### Material for this exercise

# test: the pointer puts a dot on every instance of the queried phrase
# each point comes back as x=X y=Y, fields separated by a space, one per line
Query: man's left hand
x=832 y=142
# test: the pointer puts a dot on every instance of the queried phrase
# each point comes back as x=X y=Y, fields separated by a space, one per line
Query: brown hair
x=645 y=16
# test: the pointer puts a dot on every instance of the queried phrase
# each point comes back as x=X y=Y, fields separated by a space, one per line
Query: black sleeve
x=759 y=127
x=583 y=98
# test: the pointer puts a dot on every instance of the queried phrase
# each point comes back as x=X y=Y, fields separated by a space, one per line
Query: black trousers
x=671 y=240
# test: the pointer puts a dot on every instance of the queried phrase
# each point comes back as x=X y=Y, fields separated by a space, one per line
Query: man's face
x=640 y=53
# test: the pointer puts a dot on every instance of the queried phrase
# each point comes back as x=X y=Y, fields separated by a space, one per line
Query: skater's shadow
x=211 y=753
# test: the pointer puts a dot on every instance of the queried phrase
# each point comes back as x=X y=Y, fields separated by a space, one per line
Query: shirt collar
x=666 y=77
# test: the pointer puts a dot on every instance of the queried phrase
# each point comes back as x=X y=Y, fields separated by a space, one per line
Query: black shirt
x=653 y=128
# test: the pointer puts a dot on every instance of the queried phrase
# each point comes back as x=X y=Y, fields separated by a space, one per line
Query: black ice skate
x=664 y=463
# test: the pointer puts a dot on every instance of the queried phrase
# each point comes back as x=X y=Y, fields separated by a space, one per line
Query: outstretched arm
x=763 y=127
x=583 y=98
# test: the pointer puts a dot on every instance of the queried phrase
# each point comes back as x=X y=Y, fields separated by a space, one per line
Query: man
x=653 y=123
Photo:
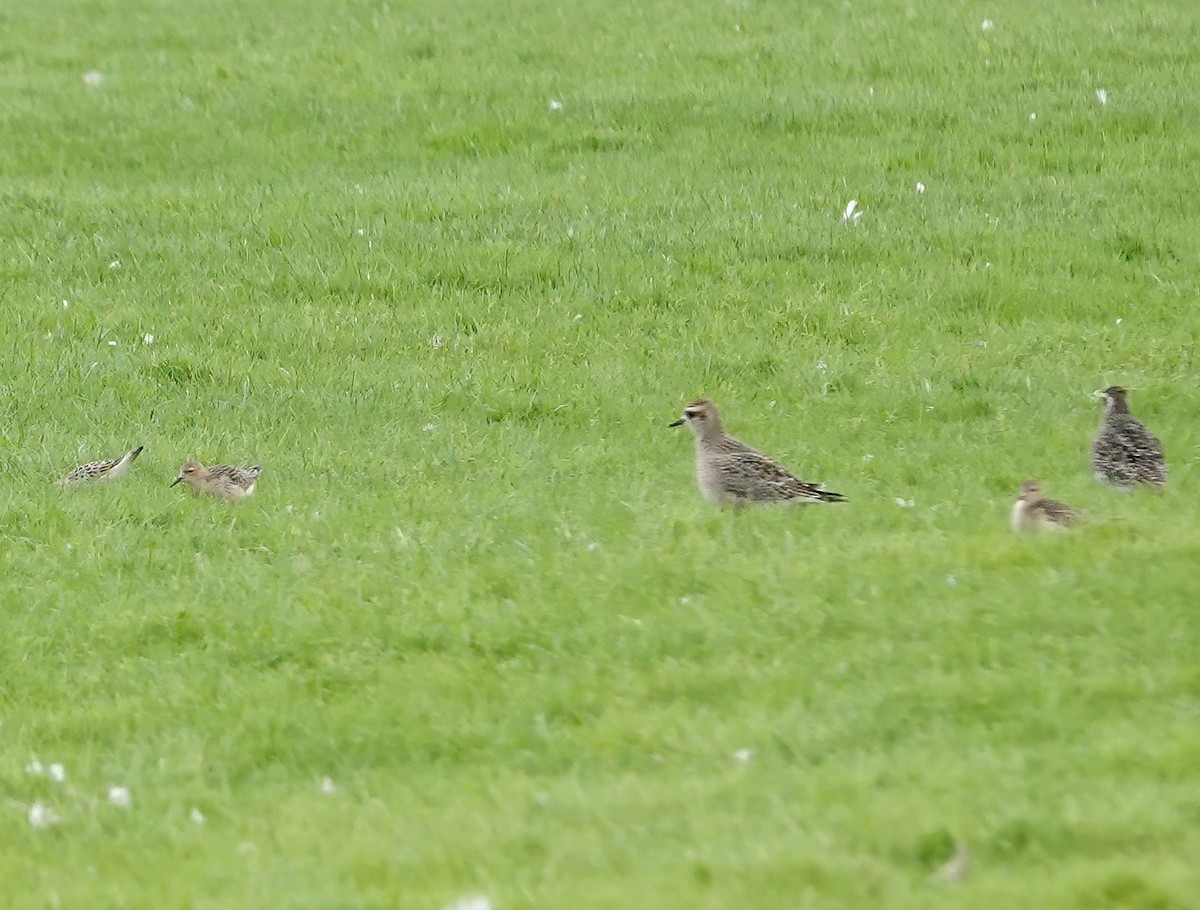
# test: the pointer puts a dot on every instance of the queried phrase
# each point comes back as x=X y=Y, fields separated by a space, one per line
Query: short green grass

######

▶ _What is being asked_
Lay out every one of the rows above as a numbered list with no blank lines, and omit the pictures.

▶ _Worked solution_
1. # test: the pointer puts a dot on every instance of the queried phrase
2. # each point comes back as x=X y=Y, fields separated by a space, one per line
3. Query: man's left hand
4. x=832 y=142
5. # test: the pointer puts a dot on every instance of the queried phrase
6. # each point comes back as x=X y=Y, fields separated by a space, one per line
7. Query: brown hair
8. x=645 y=16
9. # test: the pointer puts a dot on every instance of the queried phrase
10. # each point comes back as x=X y=Y, fields separated by a space, one per line
11. Query: black sleeve
12. x=759 y=127
13. x=583 y=98
14. # test: the pointer puts a dot on every instance of the queried phrase
15. # each point comes back as x=X y=Y, fields separated by a space, one per line
16. Query: black trousers
17. x=671 y=240
18. # test: the pointer puts a dot on every instance of the queried phrase
19. # each point comes back as x=X y=Y, fields separated by a space, one per line
20. Query: man's face
21. x=640 y=53
22. # test: the pointer puts a dot on every instance of the queried phrase
23. # each point comes back as x=X y=Y, fields separated by a space, one per line
24. Query: skater's shadow
25. x=211 y=753
26. # test: the pointer puts a dot on every instance of the queried phrase
27. # each point comes back as x=X y=Y, fields separated by a space, one per line
28. Query: shirt collar
29. x=666 y=77
30. # test: the pointer puts a dot on every instance of the queried phrase
31. # each point comes back as x=X y=Y, fields separated by a space, one per line
32. Query: black shirt
33. x=653 y=128
34. # test: the pointer puts a dot on every instance of the queried phrase
35. # each point comes back as x=X y=Y, fields separated by a space, one per line
36. Query: black ice skate
37. x=664 y=463
38. # test: the pointer puts a dot on every instance of the queried phrase
39. # each point comes back as x=X y=Y, fields separated by a space, one per line
40. Query: outstretched arm
41. x=763 y=127
42. x=583 y=98
43. # test: the pointer puts a dot on every instance of the queried phrase
44. # each point comes back as x=X y=Y, fields separated by a space, one per line
45. Query: man
46. x=653 y=123
47. Photo:
48. # test: the pointer puts a dot on every instance of the queried phrase
49. # each point comes back as x=X y=Y, fields separated by a space, one per line
50. Query: short green grass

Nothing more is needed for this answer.